| Text block |
WESTIN EXCELSIOR HOTEL
If I were asked – and sometimes I am asked such questions – what would be my ideal of an hotel in the enchanting city of Florence, I might well make the following response: a Renaissance-style palace overlooking the River Arno. And if I were pressed further, to imagine my ideal accommodation within this ideal hotel, I would surely reply that it would be a large and impressive suite in the traditional style. Well, my friends, I can now be more precise, for my ideal is no longer supposed. It is actual, and I have encountered it. Its name is the Westin Excelsior Hotel – a lodging as splendid as you will encounter, even in the City of Splendours.
Occupying one side of the piazza Ognissanti, as well as a good stretch of the promenade by the river, the Westin Excelsior is both imposing and welcoming. It looks like a grand hotel and it is a grand hotel. Its entrance hall is properly huge, and is filled with such quantities of marble, gilt and polished wood that a smile is brought immediately to the faces of those of us who like to be surrounded by grandeur. Boutique hotels are fine and dandy, but sometimes one just needs to feel one is staying in a palace. And the members of staff – smart and attentive – add to the sense of being somewhere special. They are a credit to the dapper and charming General Manager, Mr Valentino Bertolini (pictured).
Of its 171 rooms and suites, I occupied numbers 132 and 134, which make up one of the hotel’s Grand Deluxe suites (5,085€ a night, bed and breakfast for two). And those adjectives are deserved. This was grand and deluxe. On the first floor – reached (when I had the energy to ignore the lifts) by a sweeping staircase of stone and marble, lined with ancient oil paintings – this was the sort of apartment which you will know from the Hollywood films. In the proper entrance hall were two doors, one to the drawing room (pictured) and one to the bedroom.
The former was a wonderful chamber, about 20 feet by fifteen. Its white marble fireplace was surmounted by a gilt-framed mirror. A thick grey carpet lay upon the wooden floor, and grey woven material covered the walls. From its high ceiling was suspended a twelve-light chandelier. Wall lights and table lamps provided further illumination. The furniture included four wing chairs, a sofa, a marble-topped coffee table and an antique, inlaid writing desk. In this charming salon I spent my afternoons with pots of Earl Grey tea and the sound of Jean Langlais’ Messe Solennelle – for a cd player had been installed for my use. Through the two French windows I looked across the river to the dome and the unfinished façade of the church of San Frediano in Castello. These were times of innocent and intense pleasure.

| Directions |
A. Answer these questions about the hotel review:
(i) What is the name of the General Manager?
(ii) How many rooms and suites does the hotel have?
(iii) What hung from the high ceiling of the drawing room?
B. Retype the hotel review, starting with "Of its 171 rooms" and going on through "to the bedroom.".
C. Continue the hotel review from the point where it stops.

| Dataset items |

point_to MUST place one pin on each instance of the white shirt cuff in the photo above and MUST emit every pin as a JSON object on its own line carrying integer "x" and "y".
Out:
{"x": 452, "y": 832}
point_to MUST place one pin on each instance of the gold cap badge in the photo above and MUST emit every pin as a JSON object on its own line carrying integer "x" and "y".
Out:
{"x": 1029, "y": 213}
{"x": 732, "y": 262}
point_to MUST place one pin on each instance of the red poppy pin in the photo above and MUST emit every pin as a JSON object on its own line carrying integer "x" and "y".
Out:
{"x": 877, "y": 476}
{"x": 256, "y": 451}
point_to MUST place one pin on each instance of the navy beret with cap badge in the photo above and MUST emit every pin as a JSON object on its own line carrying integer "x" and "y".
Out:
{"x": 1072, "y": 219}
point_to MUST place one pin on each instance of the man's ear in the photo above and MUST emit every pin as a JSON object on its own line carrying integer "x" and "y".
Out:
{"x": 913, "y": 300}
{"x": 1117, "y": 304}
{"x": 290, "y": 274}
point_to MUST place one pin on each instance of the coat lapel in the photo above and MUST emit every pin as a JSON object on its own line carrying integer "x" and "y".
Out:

| Task responses |
A.
(i) Mr Valentino Bertolini
(ii) 171
(iii) A twelve-light chandelier

B.
Of its 171 rooms and suites, I occupied numbers 132 and 134, which make up one of the hotel’s Grand Deluxe suites (5,085€ a night, bed and breakfast for two). And those adjectives are deserved. This was grand and deluxe. On the first floor – reached (when I had the energy to ignore the lifts) by a sweeping staircase of stone and marble, lined with ancient oil paintings – this was the sort of apartment which you will know from the Hollywood films. In the proper entrance hall were two doors, one to the drawing room (pictured) and one to the bedroom.

C.
The bedroom had the same view, and in its wonderfully soft bed, surrounded by the finest crisp linen, I slept the sleep of the righteous – when I was not relaxing in one of the wing chairs or sampling the channels on the second television. My ablutions were conducted in the bathroom of grey marble, wherein were two wash basins, a large bath tub, a separate shower and a separate loo and bidet.
From this cosseting environment, I sallied forth each morning to see some of man’s most noble artistic achievements – but not, of course, before I had broken my fast with determination and enjoyment. Breakfast at the Westin Excelsior should not be rushed, and I did not rush it. To my corner table in the cavernous ground floor breakfast room, I took from the buffet comestibles of high quality – including dishes of pineapple, melon and mango, plates of tomatoes, mushrooms and broccoli, helpings of bacon and scrambled egg and slices of apple tart. I also lingered by the ‘omelette station’ and secured an example with onions. All this food was delicious, and was washed down by pots of excellent coffee brought to me by one of the friendly waitresses.
Lunch and dinner are had on the top floor of the building at the restaurant ‘Se-Sto on the Arno’, a rooftop dining room in a glass box. Given the magnificence of the views in every direction, the abundance of glass is a blessing. At night, the floodlit towers and domes of the Florentine churches add luminary delight to the magical panorama. In the evening I found here a busy, buzzy atmosphere, the dark brown tablecloths and white napkins adding a sense of modern sophistication. The flame of the single candle on each table – mine was number 45 – twinkled in the Villeroy & Boch glasses. This is the setting for the fine food of the talented lady chef, Entiana Osmenzeza (pictured). She offers three set menus in the evening, one of them (at 78€) for vegans. I had four courses from the carte (for 92€).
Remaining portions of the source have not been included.